REQUIRED WORK – Only the lines from the one containing "indicate the painted" through the end of the data below should be copied, each exactly as written and with both ends kept.

···

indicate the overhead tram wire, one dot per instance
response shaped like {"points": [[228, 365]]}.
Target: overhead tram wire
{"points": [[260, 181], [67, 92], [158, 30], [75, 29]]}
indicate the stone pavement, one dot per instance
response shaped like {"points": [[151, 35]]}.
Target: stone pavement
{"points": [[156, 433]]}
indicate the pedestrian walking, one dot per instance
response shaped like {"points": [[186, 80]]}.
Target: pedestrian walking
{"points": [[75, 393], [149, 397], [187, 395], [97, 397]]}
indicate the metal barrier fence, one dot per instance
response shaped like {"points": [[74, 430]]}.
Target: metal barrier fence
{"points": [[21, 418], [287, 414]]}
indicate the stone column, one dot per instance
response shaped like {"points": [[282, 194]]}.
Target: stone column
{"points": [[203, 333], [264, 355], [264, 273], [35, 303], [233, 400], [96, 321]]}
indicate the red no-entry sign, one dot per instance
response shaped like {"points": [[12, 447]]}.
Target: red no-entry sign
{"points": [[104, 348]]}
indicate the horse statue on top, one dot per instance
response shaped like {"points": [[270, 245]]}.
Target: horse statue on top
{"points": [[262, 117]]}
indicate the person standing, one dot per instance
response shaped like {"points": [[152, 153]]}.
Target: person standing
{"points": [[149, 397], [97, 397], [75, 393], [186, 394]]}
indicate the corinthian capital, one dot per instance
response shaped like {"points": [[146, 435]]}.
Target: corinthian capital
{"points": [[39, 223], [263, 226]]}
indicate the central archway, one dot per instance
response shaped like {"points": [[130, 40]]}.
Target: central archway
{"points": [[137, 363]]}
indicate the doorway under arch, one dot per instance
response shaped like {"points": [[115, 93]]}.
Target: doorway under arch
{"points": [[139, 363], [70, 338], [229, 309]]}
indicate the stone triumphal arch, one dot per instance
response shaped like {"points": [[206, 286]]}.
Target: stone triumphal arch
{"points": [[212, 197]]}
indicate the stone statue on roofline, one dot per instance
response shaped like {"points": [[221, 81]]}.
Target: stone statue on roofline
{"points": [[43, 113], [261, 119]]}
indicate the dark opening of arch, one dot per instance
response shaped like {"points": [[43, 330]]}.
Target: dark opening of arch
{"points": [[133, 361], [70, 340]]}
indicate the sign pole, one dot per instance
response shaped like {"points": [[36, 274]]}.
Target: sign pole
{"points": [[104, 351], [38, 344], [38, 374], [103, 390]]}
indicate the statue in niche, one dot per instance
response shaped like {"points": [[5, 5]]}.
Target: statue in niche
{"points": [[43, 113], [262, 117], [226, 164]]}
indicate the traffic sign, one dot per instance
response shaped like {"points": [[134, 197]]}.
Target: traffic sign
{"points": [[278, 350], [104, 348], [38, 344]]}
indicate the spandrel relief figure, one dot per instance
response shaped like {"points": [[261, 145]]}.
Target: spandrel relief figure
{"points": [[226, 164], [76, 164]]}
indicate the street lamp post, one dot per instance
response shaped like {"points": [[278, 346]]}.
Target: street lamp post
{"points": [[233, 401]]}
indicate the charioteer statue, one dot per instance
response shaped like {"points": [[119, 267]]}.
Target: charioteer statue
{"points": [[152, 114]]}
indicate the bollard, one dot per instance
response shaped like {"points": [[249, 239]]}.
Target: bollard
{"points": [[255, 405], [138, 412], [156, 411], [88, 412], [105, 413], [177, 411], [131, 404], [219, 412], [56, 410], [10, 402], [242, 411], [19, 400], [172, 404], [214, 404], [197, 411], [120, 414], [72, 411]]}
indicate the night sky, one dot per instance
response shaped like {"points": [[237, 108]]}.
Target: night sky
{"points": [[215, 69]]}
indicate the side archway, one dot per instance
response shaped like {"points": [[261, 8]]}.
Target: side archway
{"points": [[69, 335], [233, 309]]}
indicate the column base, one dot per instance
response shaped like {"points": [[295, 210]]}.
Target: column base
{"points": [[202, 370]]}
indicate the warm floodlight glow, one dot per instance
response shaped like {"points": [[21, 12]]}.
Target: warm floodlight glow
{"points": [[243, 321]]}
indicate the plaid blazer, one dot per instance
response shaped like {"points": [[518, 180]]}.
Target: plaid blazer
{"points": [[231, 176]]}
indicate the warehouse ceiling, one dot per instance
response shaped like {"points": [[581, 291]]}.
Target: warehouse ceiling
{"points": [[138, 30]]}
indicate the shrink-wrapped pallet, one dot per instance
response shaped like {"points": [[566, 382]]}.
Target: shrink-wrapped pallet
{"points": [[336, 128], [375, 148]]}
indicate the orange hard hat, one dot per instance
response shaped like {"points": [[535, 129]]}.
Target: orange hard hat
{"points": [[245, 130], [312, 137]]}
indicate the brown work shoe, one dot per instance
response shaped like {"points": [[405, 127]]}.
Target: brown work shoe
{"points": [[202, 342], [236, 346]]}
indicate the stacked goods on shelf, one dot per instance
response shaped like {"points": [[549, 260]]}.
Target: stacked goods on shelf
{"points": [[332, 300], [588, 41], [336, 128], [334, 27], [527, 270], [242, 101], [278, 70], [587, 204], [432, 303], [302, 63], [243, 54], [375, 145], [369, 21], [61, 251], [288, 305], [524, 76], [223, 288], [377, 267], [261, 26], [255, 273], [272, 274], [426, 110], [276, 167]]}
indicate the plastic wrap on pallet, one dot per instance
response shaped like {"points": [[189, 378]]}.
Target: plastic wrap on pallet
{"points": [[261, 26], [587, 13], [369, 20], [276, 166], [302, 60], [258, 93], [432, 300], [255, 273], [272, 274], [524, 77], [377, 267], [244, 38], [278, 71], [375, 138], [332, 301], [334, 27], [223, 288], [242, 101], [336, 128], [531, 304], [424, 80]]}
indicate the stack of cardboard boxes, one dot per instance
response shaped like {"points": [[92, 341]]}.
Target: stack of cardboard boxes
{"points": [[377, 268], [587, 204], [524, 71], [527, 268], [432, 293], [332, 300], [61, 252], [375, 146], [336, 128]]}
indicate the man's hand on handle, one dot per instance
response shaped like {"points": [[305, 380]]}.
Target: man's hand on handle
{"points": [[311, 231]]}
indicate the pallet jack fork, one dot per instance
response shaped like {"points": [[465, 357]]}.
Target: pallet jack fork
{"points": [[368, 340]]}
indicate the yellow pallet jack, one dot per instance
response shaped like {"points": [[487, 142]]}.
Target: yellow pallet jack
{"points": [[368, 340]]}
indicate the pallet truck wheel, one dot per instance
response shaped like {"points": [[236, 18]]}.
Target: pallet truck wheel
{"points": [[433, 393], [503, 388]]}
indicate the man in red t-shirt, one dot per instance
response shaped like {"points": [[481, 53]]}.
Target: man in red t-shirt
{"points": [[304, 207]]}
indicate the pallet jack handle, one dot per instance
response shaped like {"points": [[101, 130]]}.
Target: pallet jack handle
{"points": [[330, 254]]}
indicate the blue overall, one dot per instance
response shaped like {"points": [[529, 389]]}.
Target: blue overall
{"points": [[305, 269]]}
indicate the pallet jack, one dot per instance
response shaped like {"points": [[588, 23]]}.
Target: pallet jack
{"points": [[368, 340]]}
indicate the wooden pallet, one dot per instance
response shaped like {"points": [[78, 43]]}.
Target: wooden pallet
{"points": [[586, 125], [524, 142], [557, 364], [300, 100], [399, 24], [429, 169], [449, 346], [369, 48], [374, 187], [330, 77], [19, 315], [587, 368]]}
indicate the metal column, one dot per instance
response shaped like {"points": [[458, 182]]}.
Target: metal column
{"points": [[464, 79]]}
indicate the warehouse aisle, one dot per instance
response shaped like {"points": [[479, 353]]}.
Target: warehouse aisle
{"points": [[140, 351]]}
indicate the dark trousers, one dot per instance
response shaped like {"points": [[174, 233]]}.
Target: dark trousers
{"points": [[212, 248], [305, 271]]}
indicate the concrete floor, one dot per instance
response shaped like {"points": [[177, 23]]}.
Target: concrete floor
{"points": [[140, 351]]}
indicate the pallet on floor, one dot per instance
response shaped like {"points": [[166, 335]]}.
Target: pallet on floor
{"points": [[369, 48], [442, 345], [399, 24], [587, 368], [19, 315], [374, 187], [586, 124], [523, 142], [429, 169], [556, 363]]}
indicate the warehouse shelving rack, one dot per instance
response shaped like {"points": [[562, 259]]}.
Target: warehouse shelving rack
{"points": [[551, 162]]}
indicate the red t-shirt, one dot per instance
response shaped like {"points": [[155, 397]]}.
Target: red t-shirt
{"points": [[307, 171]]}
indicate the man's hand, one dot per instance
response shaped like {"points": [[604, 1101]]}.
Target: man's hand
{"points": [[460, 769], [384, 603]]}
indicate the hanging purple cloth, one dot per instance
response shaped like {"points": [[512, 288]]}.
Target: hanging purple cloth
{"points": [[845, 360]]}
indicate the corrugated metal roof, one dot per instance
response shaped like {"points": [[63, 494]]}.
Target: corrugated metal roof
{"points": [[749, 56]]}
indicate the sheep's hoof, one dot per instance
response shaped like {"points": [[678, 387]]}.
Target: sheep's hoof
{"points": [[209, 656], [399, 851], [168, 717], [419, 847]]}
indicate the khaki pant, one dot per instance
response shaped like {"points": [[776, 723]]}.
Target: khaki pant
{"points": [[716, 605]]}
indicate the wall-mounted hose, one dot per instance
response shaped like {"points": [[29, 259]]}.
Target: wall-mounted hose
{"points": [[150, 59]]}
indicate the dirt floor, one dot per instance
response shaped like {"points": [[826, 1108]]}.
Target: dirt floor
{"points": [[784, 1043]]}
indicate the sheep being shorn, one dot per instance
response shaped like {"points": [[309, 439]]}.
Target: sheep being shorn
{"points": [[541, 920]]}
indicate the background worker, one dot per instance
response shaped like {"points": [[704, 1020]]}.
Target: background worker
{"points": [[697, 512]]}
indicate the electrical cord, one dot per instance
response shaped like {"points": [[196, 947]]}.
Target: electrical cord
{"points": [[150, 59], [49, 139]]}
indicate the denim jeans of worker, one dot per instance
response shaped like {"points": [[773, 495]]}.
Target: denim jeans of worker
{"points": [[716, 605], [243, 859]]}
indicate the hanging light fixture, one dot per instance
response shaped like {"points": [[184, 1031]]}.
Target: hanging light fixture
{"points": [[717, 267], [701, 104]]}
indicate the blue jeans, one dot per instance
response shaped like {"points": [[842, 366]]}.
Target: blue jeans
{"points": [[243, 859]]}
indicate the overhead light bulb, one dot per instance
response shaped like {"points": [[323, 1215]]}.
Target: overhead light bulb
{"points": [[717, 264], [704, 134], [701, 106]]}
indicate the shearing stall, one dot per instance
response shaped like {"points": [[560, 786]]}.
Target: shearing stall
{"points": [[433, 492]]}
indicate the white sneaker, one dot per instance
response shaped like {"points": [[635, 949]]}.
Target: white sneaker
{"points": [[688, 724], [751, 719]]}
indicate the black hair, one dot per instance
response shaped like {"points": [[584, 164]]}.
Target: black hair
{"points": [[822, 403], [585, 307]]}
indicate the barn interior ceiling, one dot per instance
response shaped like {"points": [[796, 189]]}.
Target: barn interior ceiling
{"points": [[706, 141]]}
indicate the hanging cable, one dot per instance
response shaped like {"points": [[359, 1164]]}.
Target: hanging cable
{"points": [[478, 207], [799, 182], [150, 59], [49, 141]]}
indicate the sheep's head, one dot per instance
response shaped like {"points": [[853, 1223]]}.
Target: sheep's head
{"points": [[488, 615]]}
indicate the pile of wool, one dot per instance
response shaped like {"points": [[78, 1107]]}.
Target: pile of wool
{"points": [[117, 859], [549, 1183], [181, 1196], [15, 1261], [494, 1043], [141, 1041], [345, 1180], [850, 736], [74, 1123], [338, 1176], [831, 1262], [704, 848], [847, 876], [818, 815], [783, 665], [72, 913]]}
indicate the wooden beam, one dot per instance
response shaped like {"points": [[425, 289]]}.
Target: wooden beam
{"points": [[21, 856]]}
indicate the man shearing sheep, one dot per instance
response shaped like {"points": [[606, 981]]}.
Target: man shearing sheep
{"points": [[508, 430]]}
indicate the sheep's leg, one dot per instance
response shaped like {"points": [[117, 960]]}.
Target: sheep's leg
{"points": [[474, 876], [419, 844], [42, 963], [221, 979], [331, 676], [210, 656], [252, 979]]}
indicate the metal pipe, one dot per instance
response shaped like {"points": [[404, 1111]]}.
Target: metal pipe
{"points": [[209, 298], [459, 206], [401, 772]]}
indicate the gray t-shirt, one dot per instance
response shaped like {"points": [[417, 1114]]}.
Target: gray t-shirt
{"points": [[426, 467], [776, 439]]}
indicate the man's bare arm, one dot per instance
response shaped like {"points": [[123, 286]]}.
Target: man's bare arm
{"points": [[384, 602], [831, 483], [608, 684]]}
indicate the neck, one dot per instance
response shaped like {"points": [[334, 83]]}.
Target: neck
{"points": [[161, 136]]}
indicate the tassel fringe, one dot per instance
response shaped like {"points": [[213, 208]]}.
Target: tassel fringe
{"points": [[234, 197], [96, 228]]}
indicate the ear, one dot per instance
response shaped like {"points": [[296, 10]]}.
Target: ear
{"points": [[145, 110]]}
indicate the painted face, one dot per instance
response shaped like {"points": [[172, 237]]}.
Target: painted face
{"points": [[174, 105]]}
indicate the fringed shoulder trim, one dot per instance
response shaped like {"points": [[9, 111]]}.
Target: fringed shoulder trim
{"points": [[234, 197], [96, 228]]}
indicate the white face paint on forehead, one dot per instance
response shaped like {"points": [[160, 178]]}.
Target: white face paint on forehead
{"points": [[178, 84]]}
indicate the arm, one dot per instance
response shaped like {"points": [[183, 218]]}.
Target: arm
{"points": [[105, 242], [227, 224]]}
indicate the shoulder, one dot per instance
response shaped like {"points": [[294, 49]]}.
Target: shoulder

···

WRITTEN RESPONSE –
indicate the painted face, one dot per instance
response shaped like {"points": [[172, 237]]}.
Target: painted face
{"points": [[174, 105]]}
indicate the fringed shoulder trim, one dot per instance
response shaped like {"points": [[9, 111]]}.
Target: fringed shoulder trim
{"points": [[234, 197], [96, 228]]}
indicate the white face paint on forehead, one dot per instance
response shaped like {"points": [[160, 178]]}.
Target: white face paint on forehead
{"points": [[178, 84]]}
indicate the arm, one dot per instance
response shaped like {"points": [[183, 218]]}.
Target: arm
{"points": [[105, 242], [227, 224]]}
indicate the shoulder, one dot per instance
response shaped like {"points": [[294, 49]]}.
Target: shoulder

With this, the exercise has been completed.